CONSIGNE:
Reprenez l'entretien avec Léane Alestra sur l'instrumentalisation des féminicides par l'extrême droite et poursuivez-le à partir de sa dernière phrase.

TEXTE EXTRAIT:
Léane Alestra, activiste lesbienne et féministe, a entre autres créé le podcast Les Mécréantes et écrit Les hommes hétéros le sont-ils vraiment ?, réflexion au vitriol sur la masculinité hégémonique. Elle revient pour nous sur le procès des violeurs de Mazan, l’instrumentalisation des féminicides en France et les droits LGBT en Israël, et toutes les luttes à venir. Par Mačko Dràgàn. Crédit photo : Marie Rouge
Mačko Dràgàn : Pour commencer, quel regard portes-tu sur la séquence que nous venons de traverser, marquée par le procès des violeurs de Mazan -une cinquantaine d’hommes jugés pour les viols filmés d’une femme, Gisèle Pélicot, sédatée par son mari- et le féminicide de la jeune Philippine, instrumentalisé par l’extrême-droite ?
Léane Alestra : Sur Philippine, l’extrême droite s’était déjà rodée sur ça l’année dernière avec Lola. En gros, le collectif Némésis [groupe d’extrême-droite se revendiquant d’un « féminisme identitaire »], cela fait longtemps qu’il teste plein de choses, et voit ce qui résonne médiatiquement ou pas. Et c’est lui qui a lancé la séquence d’instrumentalisation de ce crime, dont pas grand monde ne parlait auparavant [et on rappelle qu’en France une femme est tuée tous les trois jours, souvent par le compagnon ou ex-, et un viol commis toutes les six minutes, et c’est généralement un proche, NDLR]. Elles sont formées à la communication au sein de l’extrême-droite, notamment à l’Institut de formation politique [que Le Monde décrit comme la « pépinière parisienne de la droite catholique et identitaire », NDLR], et elles sont vraiment en interaction constante avec ce milieu. Ce collectif, les autres groupes identitaires, le RN, ils se connaissent tous, font des soirées ensemble…. Bref. Cette première appropriation, celle de la mort de Lola, a bien marché, mais ils se sont tous dit qu’ils pouvaient faire encore mieux. Et ils ont donc systématisé la méthode, avec pour but d’occuper tout l’espace médiatique.

LISTE DES ENREGISTREMENTS:
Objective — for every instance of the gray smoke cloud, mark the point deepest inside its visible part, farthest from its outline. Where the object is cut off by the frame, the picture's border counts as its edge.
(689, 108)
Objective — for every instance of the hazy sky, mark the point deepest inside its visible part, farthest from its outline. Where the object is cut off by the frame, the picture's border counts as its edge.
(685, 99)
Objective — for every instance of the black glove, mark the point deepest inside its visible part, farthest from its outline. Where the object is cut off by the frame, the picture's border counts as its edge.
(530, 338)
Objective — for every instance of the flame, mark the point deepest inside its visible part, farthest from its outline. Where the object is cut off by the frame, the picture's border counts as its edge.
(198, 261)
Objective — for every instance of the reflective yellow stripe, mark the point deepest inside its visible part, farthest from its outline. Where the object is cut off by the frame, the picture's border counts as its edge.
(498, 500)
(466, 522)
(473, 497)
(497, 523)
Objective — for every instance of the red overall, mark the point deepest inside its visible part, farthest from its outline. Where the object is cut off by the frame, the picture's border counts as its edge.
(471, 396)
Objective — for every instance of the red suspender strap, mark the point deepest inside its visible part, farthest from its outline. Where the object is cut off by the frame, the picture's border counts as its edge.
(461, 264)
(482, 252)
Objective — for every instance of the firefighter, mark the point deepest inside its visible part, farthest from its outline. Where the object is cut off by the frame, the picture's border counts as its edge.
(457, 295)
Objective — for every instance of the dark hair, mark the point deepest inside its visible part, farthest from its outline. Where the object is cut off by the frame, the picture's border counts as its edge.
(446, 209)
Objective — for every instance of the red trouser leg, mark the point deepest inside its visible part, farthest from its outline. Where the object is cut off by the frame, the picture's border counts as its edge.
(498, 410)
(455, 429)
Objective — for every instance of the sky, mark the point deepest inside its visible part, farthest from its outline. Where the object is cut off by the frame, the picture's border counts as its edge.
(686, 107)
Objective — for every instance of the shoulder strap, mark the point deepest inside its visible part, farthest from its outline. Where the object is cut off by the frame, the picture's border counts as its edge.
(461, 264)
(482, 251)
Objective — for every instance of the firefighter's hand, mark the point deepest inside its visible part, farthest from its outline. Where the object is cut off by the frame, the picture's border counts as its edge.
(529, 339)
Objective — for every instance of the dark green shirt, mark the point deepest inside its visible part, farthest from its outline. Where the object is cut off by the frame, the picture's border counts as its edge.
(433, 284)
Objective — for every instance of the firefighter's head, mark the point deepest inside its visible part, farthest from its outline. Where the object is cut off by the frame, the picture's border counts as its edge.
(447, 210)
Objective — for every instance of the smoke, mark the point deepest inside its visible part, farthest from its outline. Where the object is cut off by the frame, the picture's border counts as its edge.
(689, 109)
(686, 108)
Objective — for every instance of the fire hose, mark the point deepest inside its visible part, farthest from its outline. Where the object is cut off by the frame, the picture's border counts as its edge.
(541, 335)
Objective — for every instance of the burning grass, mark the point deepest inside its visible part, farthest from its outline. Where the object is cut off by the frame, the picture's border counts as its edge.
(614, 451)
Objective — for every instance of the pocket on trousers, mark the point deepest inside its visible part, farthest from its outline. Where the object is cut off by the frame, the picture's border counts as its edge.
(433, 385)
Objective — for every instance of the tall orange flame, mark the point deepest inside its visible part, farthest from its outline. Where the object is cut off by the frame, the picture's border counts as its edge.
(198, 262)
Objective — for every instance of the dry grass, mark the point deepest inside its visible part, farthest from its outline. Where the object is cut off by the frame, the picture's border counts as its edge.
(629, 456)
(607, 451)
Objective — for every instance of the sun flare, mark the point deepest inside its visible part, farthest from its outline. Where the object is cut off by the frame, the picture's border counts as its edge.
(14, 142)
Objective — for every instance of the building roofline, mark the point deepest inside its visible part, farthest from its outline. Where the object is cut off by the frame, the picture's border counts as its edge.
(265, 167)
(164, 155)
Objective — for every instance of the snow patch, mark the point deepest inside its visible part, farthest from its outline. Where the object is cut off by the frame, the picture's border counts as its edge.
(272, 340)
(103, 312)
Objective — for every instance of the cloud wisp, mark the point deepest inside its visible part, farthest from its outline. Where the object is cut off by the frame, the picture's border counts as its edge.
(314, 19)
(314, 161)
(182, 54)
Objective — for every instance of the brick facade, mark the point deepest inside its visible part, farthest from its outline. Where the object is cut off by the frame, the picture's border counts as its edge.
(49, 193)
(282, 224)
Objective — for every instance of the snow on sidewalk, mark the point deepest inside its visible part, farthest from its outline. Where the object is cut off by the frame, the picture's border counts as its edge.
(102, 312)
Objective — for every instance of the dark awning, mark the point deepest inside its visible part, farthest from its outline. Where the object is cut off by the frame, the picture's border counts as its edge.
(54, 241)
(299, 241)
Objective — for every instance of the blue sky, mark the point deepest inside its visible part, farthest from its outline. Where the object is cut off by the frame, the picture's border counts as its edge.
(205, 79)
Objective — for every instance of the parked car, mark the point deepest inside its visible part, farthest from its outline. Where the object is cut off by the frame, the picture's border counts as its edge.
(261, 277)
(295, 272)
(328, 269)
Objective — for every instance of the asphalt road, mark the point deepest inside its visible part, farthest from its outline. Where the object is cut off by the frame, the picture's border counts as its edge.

RÉPONSE DE L'EXERCICE:
C’est pour ça que ça me pose question quand nous-mêmes faisons ça, par exemple avec le procès Mazan. Parce que l’on voit bien que c’est une guerre pour garder l’intérêt médiatique pour faire passer ses idées, mais là, en l’occurrence, comme les féministes étaient pas mal monopolisées avec Mazan, il a fallu à l’extrême-droite trouver quelque chose d’autre pour revenir sur le devant de la scène, parce que c’est comme ça que ça marche avec les médias, et c’est une course où le fond passe souvent à la trappe et qu’on n’est vraiment pas sûr·e·s de remporter.
M.D. : Je connais un peu les Némésis, elles s’étaient moquées dans une vidéo de mon « physique de Che Guevara de supermarché » (rires) Et du coup, comment on fait pour répliquer sur le champ médiatique, culturel, politique, face à cette instrumentalisation ? T’as des pistes, des solutions, des idées ?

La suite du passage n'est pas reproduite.